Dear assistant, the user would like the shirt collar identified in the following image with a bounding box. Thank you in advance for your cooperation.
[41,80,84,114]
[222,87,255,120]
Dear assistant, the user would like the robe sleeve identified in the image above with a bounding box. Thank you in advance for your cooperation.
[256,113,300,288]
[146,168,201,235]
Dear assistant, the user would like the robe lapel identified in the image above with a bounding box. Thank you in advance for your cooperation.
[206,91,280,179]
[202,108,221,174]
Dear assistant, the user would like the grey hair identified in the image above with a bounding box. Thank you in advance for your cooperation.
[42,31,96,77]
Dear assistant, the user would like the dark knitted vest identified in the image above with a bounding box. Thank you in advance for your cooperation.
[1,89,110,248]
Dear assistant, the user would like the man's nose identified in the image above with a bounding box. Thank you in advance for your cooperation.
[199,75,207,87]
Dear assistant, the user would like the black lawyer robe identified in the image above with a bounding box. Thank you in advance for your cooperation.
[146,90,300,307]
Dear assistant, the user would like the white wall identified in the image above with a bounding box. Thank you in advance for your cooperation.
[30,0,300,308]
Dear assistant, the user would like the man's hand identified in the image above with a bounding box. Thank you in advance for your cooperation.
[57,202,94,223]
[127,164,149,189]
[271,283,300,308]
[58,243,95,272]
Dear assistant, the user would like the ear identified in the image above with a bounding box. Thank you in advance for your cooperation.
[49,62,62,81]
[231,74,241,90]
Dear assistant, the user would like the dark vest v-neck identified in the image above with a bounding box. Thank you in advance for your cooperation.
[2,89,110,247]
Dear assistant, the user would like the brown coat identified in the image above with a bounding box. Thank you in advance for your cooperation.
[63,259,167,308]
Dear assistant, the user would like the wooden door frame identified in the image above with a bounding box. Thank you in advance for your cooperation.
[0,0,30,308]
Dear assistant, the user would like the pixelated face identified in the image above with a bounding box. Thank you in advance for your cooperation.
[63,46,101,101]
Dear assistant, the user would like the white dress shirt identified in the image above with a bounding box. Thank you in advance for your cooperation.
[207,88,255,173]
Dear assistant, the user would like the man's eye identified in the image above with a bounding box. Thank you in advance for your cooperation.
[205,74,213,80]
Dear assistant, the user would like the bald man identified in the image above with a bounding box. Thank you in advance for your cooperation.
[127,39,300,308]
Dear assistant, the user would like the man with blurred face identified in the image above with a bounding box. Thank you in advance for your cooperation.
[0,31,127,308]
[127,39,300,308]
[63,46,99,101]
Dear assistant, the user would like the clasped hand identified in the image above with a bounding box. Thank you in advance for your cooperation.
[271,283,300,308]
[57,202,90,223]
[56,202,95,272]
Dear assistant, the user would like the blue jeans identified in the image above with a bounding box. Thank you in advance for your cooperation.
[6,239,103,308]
..............................
TASK STATEMENT. Print the material once more, exactly.

OUTPUT BELOW.
Dear assistant, the user would like the shirt collar identified in the following image with a bounding box. Thank you in advance for your cooperation.
[41,80,84,114]
[222,87,255,120]
Dear assistant, the user would like the robe sleeve identified in the image above with a bounding box. Thank you in advance for your cooperation.
[256,113,300,288]
[146,168,201,235]
Dear assistant, the user would like the robe lapel identified in the image above with a bounding box. Thank you in advance for your cooperation.
[206,91,280,179]
[202,108,221,174]
Dear assistant, the user would like the grey hair identified in the image above with a bounding box. Thank you in advance for your cooperation.
[42,31,96,77]
Dear assistant, the user would like the dark knitted vest identified in the image above with a bounding box. Thank you in advance for your cooperation.
[1,89,110,248]
Dear assistant, the user would like the man's nose identified in the image above with a bounding box. Thank you in advance for your cooperation.
[199,75,207,87]
Dear assistant, the user would like the black lawyer robe identified in the image above with a bounding box. Thank you in advance for your cooperation.
[146,90,300,307]
Dear assistant, the user would like the white wall identified in the image above with a bounding box. Thank you in advance for your cooperation.
[30,0,300,308]
Dear assistant, the user would like the man's hand identified in the image above with a bounding box. Thank you in advance for your cooperation.
[57,202,94,223]
[127,164,149,189]
[271,283,300,308]
[58,243,95,272]
Dear assistant, the user would like the ear identified in the image above with a bounding box. Thank you in advance for your cooperation.
[49,62,62,81]
[231,74,241,90]
Dear assistant, the user would like the dark vest v-neck identified in the image above with a bounding box. Thank you in advance for your cooperation.
[2,89,110,247]
Dear assistant, the user would like the brown coat identified in the image above with a bounding box. Thank you in advance for your cooperation.
[63,259,167,308]
Dear assistant, the user would like the wooden door frame identified in the image above with a bounding box. Thank you in advance for your cooperation.
[0,0,30,308]
Dear assistant, the user would like the pixelated face identified in the image above with a bounding box. Thank you in advance for your cooperation.
[63,46,101,101]
Dear assistant, the user would like the white dress shirt identified in the image above with a bounding box. Thank you in advance for your cooperation.
[207,88,255,173]
Dear assistant, the user would like the man's eye identified in the image above with a bounding box. Thank you in advance for your cooperation.
[205,74,213,80]
Dear assistant, the user would like the bald man identified in the image above with a bounding box. Thank you in advance for your cooperation.
[127,39,300,308]
Dear assistant, the user would like the man with blurred face identified in the image above with a bounding box. Thank you in advance for your cooperation.
[0,31,127,308]
[127,39,300,308]
[63,46,99,101]
Dear assistant, the user would like the clasped hand identified in the image above with a bounding box. Thank you in advance for your cooperation.
[271,283,300,308]
[57,202,90,223]
[56,202,95,272]
Dear assistant, the user would like the blue jeans identified in the image above with a bounding box. Thank you in advance for your cooperation.
[6,239,103,308]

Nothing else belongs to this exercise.